--- DATA RECORDS ---

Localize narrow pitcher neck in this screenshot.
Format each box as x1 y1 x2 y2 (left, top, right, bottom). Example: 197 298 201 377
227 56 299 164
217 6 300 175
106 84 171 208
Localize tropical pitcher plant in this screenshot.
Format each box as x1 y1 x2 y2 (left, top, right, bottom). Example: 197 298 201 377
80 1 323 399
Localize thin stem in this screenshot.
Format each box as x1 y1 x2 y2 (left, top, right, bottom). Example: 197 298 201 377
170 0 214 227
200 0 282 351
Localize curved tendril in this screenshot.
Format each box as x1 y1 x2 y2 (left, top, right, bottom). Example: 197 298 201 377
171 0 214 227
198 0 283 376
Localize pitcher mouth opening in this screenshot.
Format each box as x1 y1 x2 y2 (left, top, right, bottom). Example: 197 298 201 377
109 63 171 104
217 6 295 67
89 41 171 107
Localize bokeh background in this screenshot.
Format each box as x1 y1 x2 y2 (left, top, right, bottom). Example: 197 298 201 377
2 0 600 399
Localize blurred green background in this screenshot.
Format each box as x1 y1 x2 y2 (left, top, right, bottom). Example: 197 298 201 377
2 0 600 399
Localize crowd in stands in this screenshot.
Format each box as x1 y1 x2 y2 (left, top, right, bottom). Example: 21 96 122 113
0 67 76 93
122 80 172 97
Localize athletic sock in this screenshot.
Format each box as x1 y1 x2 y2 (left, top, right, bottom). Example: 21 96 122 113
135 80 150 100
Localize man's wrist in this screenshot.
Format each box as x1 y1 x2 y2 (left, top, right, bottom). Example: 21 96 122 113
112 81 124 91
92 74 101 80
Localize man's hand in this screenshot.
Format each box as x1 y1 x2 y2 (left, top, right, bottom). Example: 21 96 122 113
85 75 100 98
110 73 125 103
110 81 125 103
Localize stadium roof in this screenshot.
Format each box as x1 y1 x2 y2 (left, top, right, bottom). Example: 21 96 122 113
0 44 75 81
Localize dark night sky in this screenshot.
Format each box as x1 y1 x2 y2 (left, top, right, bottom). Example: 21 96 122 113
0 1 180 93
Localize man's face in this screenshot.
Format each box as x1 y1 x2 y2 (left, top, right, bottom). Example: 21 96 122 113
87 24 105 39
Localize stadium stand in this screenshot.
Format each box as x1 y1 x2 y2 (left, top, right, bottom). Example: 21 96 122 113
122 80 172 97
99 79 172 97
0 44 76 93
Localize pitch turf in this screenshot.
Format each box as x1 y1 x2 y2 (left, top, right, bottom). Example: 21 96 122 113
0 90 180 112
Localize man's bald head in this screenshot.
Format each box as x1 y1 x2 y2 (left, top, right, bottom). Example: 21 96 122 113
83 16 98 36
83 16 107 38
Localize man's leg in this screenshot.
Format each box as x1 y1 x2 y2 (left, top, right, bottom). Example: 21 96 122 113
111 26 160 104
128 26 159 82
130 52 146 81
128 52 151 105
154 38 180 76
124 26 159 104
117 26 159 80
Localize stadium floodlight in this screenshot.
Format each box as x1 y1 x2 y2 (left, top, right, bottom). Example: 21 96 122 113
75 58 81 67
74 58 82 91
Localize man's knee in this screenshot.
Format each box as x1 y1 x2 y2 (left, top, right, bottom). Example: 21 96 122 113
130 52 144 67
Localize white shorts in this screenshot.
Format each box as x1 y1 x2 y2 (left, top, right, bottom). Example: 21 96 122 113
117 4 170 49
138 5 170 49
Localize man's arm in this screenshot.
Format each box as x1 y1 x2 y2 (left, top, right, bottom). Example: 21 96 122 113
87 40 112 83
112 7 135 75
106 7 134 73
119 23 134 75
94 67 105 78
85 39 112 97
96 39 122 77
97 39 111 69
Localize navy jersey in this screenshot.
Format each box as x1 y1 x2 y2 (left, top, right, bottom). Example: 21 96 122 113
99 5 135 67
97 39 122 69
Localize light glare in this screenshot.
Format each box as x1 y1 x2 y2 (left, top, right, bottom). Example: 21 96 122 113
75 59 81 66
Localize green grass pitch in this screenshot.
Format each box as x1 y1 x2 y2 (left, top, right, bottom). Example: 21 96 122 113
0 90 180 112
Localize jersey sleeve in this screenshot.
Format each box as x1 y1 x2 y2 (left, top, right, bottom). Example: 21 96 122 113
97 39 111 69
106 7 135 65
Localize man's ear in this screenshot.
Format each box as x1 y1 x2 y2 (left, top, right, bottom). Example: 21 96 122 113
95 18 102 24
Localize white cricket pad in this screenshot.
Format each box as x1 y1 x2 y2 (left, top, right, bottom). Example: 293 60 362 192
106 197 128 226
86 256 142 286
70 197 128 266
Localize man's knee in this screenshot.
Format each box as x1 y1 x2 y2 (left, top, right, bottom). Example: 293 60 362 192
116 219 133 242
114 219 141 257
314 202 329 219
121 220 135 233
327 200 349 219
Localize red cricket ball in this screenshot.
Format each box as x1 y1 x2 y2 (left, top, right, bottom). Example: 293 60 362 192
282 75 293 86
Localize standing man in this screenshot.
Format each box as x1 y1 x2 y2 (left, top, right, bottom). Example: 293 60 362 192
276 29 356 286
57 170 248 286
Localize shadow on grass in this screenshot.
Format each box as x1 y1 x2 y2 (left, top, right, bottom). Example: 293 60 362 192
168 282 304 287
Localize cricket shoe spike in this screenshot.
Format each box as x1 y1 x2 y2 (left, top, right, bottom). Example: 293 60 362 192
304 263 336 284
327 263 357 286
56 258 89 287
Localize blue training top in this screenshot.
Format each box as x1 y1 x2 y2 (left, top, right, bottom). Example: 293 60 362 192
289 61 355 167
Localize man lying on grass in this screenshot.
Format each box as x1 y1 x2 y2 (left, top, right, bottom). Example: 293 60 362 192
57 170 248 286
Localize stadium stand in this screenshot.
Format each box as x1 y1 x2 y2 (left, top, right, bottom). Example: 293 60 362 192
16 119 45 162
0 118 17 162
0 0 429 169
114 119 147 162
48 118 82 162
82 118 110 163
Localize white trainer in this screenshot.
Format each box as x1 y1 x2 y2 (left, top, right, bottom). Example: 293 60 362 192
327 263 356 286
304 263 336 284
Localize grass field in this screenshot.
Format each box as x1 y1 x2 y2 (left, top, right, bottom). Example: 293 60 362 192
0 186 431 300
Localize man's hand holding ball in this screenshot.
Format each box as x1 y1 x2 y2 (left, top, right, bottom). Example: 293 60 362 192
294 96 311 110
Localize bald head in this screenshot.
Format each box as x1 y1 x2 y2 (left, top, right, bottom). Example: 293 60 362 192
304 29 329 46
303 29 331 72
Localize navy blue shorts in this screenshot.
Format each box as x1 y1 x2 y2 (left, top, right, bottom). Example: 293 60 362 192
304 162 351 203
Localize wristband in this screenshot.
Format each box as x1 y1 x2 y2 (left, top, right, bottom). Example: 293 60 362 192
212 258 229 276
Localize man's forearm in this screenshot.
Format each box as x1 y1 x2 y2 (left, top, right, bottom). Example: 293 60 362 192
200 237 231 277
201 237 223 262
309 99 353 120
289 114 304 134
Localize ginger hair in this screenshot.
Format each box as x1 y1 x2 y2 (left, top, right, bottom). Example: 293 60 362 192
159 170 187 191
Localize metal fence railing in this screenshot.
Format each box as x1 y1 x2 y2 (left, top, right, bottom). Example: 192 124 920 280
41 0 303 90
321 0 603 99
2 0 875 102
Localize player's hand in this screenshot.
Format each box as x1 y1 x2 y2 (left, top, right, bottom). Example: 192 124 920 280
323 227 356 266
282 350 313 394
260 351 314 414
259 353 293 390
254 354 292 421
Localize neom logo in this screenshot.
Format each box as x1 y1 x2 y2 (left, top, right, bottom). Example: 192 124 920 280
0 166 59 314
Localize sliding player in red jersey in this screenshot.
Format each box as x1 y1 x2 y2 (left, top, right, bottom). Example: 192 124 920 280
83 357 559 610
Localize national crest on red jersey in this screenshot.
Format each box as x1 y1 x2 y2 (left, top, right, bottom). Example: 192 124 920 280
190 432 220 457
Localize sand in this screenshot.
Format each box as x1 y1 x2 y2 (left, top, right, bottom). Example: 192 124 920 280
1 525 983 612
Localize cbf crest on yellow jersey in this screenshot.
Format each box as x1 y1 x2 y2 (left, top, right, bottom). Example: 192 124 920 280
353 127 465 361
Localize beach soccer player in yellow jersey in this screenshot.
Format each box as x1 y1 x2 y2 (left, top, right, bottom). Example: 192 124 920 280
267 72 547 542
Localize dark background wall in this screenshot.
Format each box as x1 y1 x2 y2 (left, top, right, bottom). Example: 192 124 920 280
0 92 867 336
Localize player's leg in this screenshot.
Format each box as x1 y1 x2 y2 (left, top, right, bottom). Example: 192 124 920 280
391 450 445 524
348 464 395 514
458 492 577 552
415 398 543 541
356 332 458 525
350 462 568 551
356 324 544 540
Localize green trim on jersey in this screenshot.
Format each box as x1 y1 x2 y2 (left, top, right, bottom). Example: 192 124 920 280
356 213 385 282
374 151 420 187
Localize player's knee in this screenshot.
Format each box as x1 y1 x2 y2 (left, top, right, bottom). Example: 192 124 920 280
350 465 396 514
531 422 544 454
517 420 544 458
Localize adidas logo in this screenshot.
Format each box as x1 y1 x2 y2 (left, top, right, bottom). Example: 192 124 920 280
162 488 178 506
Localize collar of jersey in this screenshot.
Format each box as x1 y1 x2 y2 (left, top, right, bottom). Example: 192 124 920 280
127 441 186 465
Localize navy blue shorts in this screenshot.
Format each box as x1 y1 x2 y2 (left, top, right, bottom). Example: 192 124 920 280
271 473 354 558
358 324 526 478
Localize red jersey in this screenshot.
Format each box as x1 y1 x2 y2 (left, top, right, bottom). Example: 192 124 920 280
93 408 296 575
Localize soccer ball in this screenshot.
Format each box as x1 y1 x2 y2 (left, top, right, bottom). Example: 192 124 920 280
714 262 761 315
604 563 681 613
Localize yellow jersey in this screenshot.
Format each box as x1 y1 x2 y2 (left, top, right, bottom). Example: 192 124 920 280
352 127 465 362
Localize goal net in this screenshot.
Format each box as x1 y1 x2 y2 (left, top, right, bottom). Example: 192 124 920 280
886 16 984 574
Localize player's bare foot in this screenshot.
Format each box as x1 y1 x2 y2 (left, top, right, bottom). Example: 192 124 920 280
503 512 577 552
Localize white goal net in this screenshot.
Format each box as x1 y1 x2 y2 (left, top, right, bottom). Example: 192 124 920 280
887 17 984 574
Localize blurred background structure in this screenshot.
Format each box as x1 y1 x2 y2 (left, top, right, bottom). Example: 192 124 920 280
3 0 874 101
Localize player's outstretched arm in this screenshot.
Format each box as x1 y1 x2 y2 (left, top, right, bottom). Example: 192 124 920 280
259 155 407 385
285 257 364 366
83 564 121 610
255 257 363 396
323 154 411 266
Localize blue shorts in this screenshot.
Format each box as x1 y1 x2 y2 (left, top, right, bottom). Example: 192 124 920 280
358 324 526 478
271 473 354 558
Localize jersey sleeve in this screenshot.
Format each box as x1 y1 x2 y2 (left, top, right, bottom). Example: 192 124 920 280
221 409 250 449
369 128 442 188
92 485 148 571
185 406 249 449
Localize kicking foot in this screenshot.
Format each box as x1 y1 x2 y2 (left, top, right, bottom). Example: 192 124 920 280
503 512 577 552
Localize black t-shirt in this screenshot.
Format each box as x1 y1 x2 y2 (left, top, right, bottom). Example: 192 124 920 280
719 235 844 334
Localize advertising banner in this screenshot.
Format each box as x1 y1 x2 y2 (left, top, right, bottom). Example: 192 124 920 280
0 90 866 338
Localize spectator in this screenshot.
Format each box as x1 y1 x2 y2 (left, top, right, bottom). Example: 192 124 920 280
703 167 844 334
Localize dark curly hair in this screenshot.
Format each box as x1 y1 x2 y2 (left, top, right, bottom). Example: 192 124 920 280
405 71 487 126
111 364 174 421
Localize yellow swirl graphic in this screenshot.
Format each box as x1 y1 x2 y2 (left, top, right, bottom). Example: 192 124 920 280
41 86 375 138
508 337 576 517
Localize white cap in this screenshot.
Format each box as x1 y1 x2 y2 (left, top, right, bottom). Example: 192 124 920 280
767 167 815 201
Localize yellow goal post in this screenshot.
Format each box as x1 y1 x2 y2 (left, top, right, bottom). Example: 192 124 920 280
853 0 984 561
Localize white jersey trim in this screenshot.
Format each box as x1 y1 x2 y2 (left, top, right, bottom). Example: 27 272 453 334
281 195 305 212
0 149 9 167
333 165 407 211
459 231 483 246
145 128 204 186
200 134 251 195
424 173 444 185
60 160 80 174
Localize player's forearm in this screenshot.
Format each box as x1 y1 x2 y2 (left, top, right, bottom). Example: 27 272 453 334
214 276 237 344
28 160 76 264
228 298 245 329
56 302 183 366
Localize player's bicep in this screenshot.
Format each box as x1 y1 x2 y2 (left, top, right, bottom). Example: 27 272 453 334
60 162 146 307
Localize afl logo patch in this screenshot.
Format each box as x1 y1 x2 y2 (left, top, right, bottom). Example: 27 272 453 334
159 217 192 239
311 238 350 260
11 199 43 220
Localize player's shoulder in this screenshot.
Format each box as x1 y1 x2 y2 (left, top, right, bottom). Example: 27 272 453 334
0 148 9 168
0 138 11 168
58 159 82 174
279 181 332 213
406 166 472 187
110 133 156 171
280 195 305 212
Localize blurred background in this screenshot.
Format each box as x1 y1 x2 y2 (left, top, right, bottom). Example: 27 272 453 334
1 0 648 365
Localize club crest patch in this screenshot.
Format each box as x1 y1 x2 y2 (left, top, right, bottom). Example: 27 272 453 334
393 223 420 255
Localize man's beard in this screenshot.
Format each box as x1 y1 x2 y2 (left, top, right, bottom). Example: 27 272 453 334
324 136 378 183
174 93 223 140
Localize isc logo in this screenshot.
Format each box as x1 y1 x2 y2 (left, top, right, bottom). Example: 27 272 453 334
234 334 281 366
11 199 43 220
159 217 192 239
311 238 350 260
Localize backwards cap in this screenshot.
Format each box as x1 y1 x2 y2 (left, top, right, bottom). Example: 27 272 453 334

---

WHAT THE TASK ASKS -
Say how many lines in the entries include the string "ball", and write nothing besides that number.

ANSWER SPACE -
3